*WHAT IS EXPECTED*
Put every line of the listing into a Markdown table with the columns "Row" and "Listing line", numbering the rows and omitting blank lines. Leave the pictures out of the answer.

*INFORMATION GIVEN*
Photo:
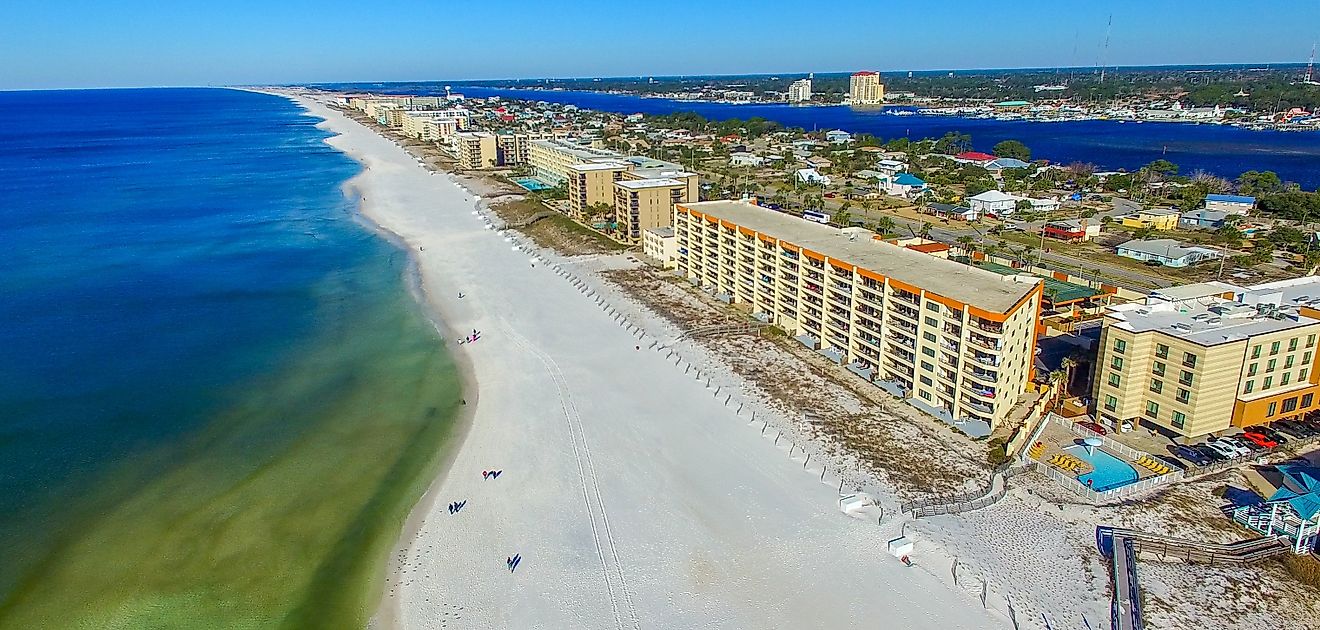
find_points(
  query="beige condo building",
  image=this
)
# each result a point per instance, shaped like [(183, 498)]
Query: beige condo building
[(956, 341), (866, 89), (1203, 358), (475, 149)]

*WRITTEN SOLUTION*
| Row | Listing line |
|---|---|
| 1 | Photo: |
| 2 | find_points( |
| 3 |   query="beige condo building", |
| 4 |   image=this |
| 5 | ) |
| 6 | # each result a point per instance, shaped like [(183, 498)] |
| 7 | Query: beige condo building |
| 8 | [(956, 341), (866, 89), (1203, 358), (475, 149)] |